All lines from the one containing "Return one point per instance of the sky" through the last line of the listing below are to be copied exactly. Exclude the pictures.

● Records provided

=-=-=

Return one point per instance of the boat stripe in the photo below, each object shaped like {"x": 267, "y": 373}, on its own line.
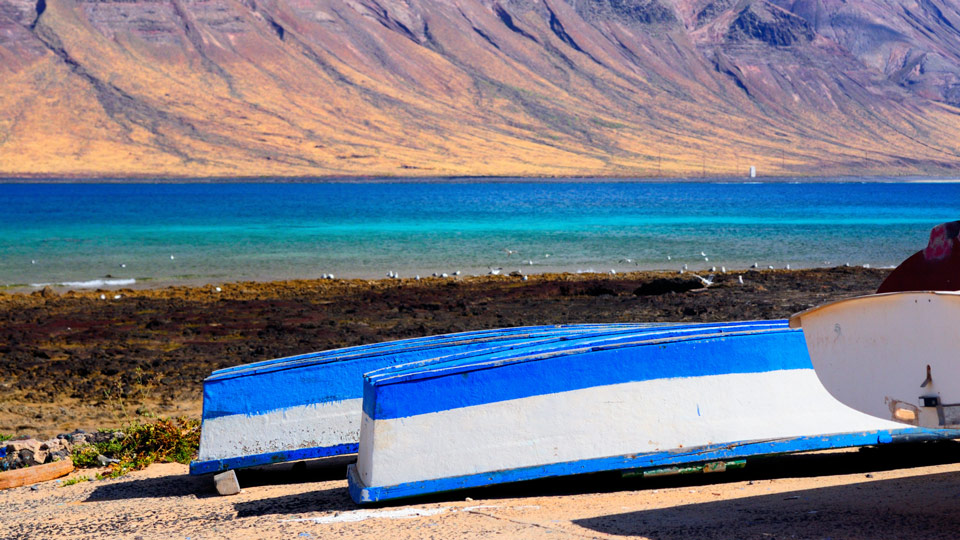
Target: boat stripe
{"x": 748, "y": 352}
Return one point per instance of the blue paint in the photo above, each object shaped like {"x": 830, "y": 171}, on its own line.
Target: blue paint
{"x": 220, "y": 465}
{"x": 315, "y": 379}
{"x": 276, "y": 387}
{"x": 490, "y": 380}
{"x": 438, "y": 340}
{"x": 471, "y": 360}
{"x": 363, "y": 494}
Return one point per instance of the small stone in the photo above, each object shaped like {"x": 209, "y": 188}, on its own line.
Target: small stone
{"x": 227, "y": 483}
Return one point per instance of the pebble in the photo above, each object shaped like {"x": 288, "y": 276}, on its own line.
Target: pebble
{"x": 28, "y": 451}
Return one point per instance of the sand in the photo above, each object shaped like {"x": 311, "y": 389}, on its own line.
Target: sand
{"x": 901, "y": 493}
{"x": 73, "y": 360}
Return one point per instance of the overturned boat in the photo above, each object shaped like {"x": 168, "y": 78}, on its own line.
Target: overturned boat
{"x": 308, "y": 406}
{"x": 667, "y": 397}
{"x": 894, "y": 354}
{"x": 891, "y": 355}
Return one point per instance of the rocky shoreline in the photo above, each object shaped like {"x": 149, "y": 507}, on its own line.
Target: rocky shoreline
{"x": 27, "y": 451}
{"x": 103, "y": 359}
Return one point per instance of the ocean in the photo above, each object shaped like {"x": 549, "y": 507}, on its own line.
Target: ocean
{"x": 84, "y": 235}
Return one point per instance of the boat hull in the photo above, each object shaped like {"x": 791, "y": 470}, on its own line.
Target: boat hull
{"x": 652, "y": 403}
{"x": 308, "y": 406}
{"x": 893, "y": 356}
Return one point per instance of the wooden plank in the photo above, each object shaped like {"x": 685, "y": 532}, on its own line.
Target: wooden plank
{"x": 38, "y": 473}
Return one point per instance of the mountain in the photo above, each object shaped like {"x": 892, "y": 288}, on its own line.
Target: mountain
{"x": 478, "y": 87}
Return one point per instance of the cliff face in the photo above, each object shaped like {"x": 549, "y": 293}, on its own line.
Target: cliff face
{"x": 433, "y": 87}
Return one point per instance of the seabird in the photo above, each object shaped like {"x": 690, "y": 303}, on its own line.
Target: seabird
{"x": 707, "y": 281}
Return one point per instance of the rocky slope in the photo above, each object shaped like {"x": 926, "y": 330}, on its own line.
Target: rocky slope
{"x": 480, "y": 87}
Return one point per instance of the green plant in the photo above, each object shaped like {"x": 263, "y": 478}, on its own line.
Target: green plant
{"x": 162, "y": 440}
{"x": 76, "y": 480}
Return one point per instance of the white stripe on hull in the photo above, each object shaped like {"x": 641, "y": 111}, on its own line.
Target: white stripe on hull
{"x": 294, "y": 428}
{"x": 627, "y": 418}
{"x": 880, "y": 353}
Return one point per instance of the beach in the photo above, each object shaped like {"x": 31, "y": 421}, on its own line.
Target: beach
{"x": 101, "y": 359}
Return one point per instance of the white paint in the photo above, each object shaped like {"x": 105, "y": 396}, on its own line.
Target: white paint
{"x": 872, "y": 352}
{"x": 400, "y": 513}
{"x": 303, "y": 426}
{"x": 627, "y": 418}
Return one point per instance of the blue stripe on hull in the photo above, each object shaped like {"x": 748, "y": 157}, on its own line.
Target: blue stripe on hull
{"x": 336, "y": 379}
{"x": 432, "y": 389}
{"x": 313, "y": 380}
{"x": 362, "y": 494}
{"x": 220, "y": 465}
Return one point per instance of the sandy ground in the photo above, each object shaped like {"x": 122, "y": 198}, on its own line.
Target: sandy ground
{"x": 73, "y": 360}
{"x": 892, "y": 492}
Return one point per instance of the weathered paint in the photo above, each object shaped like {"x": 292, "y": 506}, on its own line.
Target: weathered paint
{"x": 363, "y": 494}
{"x": 308, "y": 406}
{"x": 893, "y": 355}
{"x": 604, "y": 407}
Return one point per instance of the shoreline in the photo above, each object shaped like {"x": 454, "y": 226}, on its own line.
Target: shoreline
{"x": 361, "y": 179}
{"x": 114, "y": 284}
{"x": 74, "y": 360}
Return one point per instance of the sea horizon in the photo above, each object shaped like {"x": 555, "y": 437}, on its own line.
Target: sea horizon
{"x": 148, "y": 234}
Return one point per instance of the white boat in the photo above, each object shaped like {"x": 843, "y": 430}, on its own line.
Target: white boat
{"x": 308, "y": 406}
{"x": 668, "y": 397}
{"x": 891, "y": 355}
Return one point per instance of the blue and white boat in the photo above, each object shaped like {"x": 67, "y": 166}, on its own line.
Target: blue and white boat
{"x": 657, "y": 398}
{"x": 308, "y": 406}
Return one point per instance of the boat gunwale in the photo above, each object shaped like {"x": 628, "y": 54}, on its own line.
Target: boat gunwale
{"x": 379, "y": 378}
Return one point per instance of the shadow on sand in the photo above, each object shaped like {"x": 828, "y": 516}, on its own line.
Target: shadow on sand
{"x": 749, "y": 516}
{"x": 181, "y": 485}
{"x": 923, "y": 507}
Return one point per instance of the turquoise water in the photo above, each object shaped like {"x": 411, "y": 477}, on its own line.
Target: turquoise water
{"x": 88, "y": 235}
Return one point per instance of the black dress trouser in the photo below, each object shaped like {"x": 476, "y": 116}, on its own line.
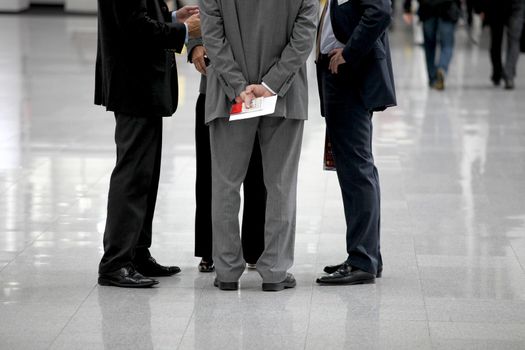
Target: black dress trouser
{"x": 132, "y": 191}
{"x": 349, "y": 126}
{"x": 254, "y": 196}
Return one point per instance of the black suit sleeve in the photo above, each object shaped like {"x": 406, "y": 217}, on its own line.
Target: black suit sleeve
{"x": 374, "y": 21}
{"x": 134, "y": 22}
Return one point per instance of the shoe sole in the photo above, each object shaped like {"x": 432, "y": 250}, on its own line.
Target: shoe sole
{"x": 277, "y": 287}
{"x": 161, "y": 275}
{"x": 367, "y": 281}
{"x": 329, "y": 271}
{"x": 226, "y": 285}
{"x": 206, "y": 270}
{"x": 109, "y": 283}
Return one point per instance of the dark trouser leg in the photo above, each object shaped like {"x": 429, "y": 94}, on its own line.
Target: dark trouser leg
{"x": 514, "y": 28}
{"x": 203, "y": 225}
{"x": 144, "y": 243}
{"x": 349, "y": 125}
{"x": 254, "y": 208}
{"x": 496, "y": 39}
{"x": 132, "y": 190}
{"x": 430, "y": 27}
{"x": 446, "y": 31}
{"x": 231, "y": 149}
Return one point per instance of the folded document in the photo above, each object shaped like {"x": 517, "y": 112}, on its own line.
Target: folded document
{"x": 260, "y": 106}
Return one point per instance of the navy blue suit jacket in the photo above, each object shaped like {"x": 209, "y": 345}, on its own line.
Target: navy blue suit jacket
{"x": 135, "y": 69}
{"x": 363, "y": 25}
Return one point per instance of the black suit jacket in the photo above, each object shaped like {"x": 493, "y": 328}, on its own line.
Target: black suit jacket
{"x": 362, "y": 25}
{"x": 135, "y": 70}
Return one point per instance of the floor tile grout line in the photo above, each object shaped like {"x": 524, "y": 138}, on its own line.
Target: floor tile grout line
{"x": 517, "y": 257}
{"x": 191, "y": 317}
{"x": 312, "y": 286}
{"x": 418, "y": 271}
{"x": 48, "y": 226}
{"x": 73, "y": 315}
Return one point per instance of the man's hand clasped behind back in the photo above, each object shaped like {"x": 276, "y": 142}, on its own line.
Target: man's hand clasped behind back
{"x": 190, "y": 16}
{"x": 251, "y": 92}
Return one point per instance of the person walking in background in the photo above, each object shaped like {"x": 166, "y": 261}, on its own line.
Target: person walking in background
{"x": 256, "y": 48}
{"x": 252, "y": 236}
{"x": 355, "y": 79}
{"x": 501, "y": 16}
{"x": 439, "y": 19}
{"x": 136, "y": 78}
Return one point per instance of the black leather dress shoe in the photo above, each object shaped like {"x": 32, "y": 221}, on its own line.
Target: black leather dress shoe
{"x": 125, "y": 277}
{"x": 226, "y": 285}
{"x": 347, "y": 275}
{"x": 289, "y": 282}
{"x": 509, "y": 84}
{"x": 206, "y": 265}
{"x": 151, "y": 268}
{"x": 334, "y": 268}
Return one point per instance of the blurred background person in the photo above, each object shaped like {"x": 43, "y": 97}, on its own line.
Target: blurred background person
{"x": 503, "y": 16}
{"x": 439, "y": 19}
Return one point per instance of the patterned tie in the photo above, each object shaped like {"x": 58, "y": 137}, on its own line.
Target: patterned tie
{"x": 319, "y": 31}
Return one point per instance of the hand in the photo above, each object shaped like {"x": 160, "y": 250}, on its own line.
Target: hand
{"x": 408, "y": 18}
{"x": 336, "y": 59}
{"x": 482, "y": 16}
{"x": 258, "y": 90}
{"x": 245, "y": 97}
{"x": 186, "y": 12}
{"x": 194, "y": 26}
{"x": 197, "y": 57}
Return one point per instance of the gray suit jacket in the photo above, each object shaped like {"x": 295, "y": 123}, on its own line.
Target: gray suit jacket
{"x": 255, "y": 41}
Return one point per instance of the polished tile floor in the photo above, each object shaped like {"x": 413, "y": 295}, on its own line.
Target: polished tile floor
{"x": 452, "y": 166}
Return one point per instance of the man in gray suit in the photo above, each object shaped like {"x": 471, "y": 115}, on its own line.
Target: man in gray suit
{"x": 256, "y": 48}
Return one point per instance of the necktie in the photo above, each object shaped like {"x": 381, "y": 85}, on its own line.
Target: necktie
{"x": 319, "y": 30}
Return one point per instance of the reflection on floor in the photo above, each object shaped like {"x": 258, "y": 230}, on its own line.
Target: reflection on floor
{"x": 453, "y": 237}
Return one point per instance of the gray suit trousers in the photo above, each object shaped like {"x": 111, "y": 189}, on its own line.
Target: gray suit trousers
{"x": 231, "y": 147}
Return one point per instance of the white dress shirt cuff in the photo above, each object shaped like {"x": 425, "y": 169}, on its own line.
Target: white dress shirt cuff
{"x": 174, "y": 20}
{"x": 269, "y": 89}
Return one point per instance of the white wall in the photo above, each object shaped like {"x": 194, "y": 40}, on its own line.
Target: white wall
{"x": 14, "y": 5}
{"x": 87, "y": 6}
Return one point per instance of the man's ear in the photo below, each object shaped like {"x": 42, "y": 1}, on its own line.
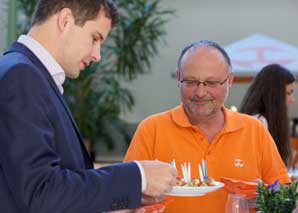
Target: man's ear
{"x": 178, "y": 77}
{"x": 64, "y": 19}
{"x": 231, "y": 78}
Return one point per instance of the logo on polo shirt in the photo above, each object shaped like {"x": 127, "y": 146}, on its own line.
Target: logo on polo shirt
{"x": 238, "y": 163}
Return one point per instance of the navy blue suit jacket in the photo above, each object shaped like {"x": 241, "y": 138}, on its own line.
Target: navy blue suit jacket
{"x": 44, "y": 166}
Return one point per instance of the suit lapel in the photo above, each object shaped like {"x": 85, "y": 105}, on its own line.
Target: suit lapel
{"x": 18, "y": 47}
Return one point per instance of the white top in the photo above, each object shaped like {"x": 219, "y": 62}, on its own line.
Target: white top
{"x": 46, "y": 59}
{"x": 262, "y": 119}
{"x": 58, "y": 75}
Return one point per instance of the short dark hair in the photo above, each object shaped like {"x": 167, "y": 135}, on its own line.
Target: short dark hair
{"x": 83, "y": 10}
{"x": 205, "y": 43}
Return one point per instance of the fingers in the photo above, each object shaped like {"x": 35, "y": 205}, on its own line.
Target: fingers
{"x": 160, "y": 176}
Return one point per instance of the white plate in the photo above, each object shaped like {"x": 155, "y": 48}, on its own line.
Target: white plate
{"x": 194, "y": 191}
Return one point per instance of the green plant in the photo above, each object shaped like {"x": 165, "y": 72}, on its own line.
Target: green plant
{"x": 97, "y": 97}
{"x": 276, "y": 198}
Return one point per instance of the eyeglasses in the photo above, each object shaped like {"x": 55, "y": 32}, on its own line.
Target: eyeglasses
{"x": 196, "y": 83}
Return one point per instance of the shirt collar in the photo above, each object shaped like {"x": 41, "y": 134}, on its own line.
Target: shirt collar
{"x": 233, "y": 122}
{"x": 46, "y": 58}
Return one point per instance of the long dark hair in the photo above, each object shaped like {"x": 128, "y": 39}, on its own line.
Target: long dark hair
{"x": 267, "y": 96}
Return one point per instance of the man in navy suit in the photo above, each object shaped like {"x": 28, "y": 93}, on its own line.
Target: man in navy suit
{"x": 44, "y": 166}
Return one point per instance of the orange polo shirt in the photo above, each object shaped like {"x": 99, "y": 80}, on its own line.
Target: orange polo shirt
{"x": 242, "y": 150}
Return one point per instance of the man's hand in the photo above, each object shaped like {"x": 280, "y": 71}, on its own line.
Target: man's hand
{"x": 161, "y": 177}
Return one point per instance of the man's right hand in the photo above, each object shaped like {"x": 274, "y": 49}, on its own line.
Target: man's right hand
{"x": 160, "y": 177}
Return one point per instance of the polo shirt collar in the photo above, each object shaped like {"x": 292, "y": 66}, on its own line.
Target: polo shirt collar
{"x": 233, "y": 122}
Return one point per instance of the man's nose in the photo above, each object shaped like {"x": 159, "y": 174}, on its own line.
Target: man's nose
{"x": 201, "y": 90}
{"x": 96, "y": 56}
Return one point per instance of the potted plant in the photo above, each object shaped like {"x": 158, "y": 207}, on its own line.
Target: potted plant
{"x": 276, "y": 198}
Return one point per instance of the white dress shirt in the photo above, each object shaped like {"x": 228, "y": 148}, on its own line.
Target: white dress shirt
{"x": 58, "y": 75}
{"x": 46, "y": 59}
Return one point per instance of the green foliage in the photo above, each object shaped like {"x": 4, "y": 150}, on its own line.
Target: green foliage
{"x": 277, "y": 199}
{"x": 98, "y": 96}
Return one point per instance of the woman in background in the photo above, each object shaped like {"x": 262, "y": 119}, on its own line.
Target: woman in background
{"x": 268, "y": 98}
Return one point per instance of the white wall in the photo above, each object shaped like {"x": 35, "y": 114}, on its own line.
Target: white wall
{"x": 222, "y": 21}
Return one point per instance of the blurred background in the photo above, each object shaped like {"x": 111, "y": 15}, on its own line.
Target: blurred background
{"x": 136, "y": 77}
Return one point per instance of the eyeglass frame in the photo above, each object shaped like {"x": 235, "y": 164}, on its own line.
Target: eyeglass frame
{"x": 209, "y": 84}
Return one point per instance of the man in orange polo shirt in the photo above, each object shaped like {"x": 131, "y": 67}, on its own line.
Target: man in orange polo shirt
{"x": 234, "y": 145}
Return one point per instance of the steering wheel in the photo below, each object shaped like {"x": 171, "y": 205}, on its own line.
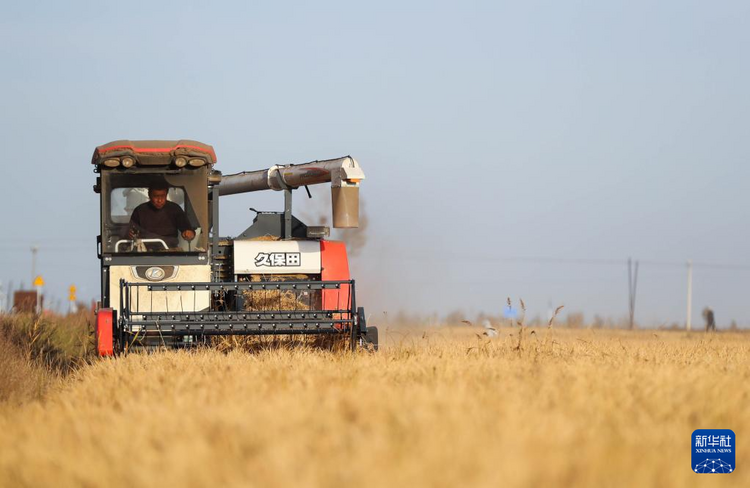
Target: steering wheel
{"x": 138, "y": 245}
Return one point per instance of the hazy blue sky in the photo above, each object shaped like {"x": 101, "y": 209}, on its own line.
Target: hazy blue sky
{"x": 488, "y": 131}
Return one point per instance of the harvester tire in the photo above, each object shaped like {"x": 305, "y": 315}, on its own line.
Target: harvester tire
{"x": 371, "y": 337}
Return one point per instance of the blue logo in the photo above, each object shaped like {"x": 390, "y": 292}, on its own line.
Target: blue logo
{"x": 713, "y": 451}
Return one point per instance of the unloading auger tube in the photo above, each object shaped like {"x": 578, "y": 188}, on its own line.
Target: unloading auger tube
{"x": 344, "y": 174}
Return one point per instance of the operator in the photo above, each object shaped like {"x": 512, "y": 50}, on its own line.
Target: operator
{"x": 160, "y": 219}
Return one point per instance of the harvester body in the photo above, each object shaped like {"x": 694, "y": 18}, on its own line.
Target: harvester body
{"x": 279, "y": 276}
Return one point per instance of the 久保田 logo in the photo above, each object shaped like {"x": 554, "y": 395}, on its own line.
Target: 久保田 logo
{"x": 713, "y": 451}
{"x": 278, "y": 259}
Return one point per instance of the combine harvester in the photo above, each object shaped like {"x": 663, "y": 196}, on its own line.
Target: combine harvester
{"x": 278, "y": 277}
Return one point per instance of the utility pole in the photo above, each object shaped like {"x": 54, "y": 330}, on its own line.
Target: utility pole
{"x": 690, "y": 295}
{"x": 632, "y": 286}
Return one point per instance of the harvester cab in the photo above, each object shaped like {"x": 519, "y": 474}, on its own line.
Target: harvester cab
{"x": 168, "y": 277}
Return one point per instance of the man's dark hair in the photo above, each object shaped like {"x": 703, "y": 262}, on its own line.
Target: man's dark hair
{"x": 159, "y": 185}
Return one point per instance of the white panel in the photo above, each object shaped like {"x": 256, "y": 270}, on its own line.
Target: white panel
{"x": 161, "y": 301}
{"x": 276, "y": 257}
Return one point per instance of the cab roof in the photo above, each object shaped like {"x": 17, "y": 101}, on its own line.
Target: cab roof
{"x": 155, "y": 152}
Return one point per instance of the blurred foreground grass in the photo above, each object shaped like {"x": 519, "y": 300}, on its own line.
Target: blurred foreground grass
{"x": 444, "y": 407}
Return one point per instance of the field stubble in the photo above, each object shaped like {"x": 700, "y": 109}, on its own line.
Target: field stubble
{"x": 444, "y": 407}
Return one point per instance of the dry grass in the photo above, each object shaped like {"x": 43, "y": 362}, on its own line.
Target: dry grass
{"x": 436, "y": 408}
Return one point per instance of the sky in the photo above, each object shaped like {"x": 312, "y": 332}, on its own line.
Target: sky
{"x": 511, "y": 149}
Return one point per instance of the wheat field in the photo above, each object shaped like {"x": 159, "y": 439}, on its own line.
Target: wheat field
{"x": 443, "y": 407}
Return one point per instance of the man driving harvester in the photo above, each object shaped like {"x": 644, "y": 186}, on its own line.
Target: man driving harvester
{"x": 160, "y": 219}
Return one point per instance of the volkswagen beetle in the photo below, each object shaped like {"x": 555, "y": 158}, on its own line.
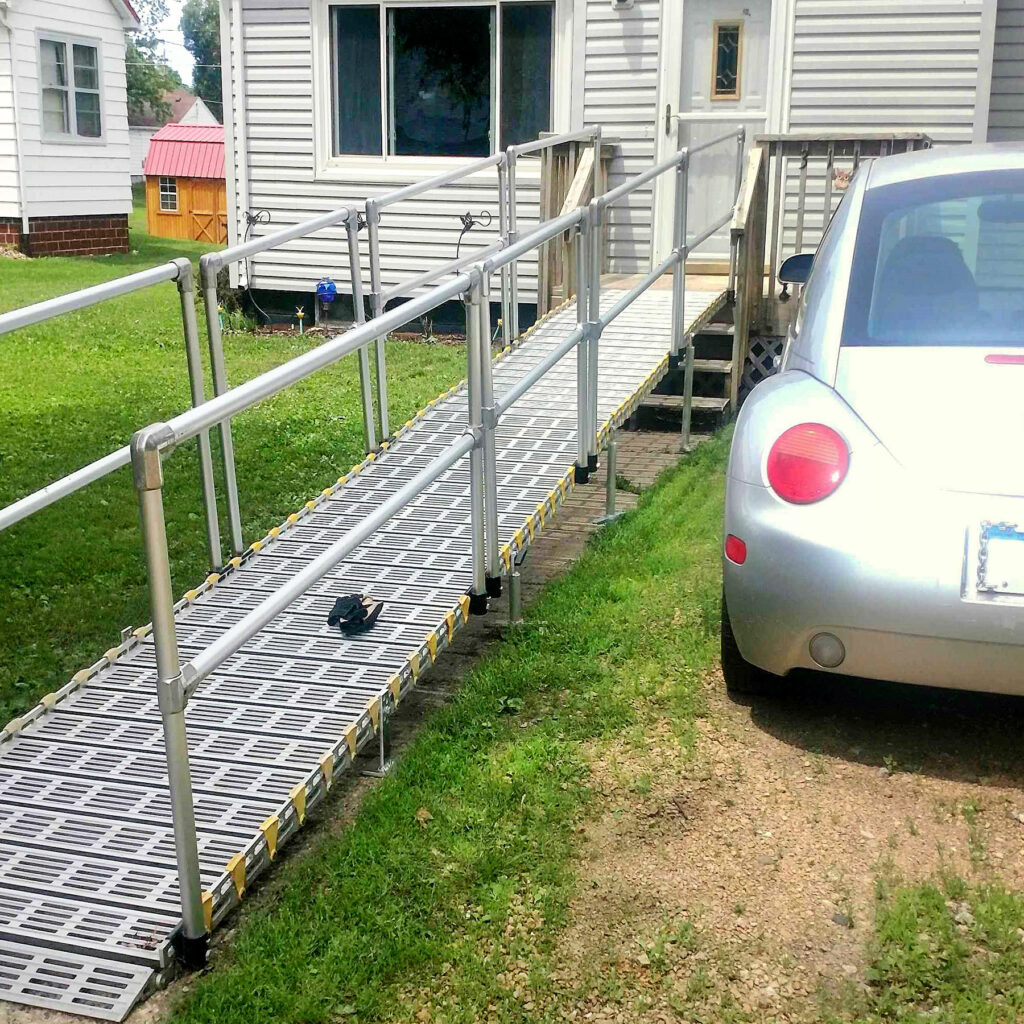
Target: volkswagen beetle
{"x": 875, "y": 494}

=-=-=

● Task result
Return one point per instance of the sky in the photo above, each object shaped like {"x": 312, "y": 332}, on its own line.
Target: sky
{"x": 511, "y": 149}
Return one point per instance of the wheat field in the photo above, each object shaped like {"x": 159, "y": 439}, on its own line.
Target: wheat field
{"x": 443, "y": 407}
Return one point per instance of the man driving harvester in the photo above, each object shaped like {"x": 644, "y": 186}, on its own line.
Target: man driving harvester
{"x": 160, "y": 219}
Return one point per instance of the volkswagen beetle in the photo below, each object shaped like {"x": 555, "y": 158}, on its own line.
Target: volkswagen beetle
{"x": 875, "y": 494}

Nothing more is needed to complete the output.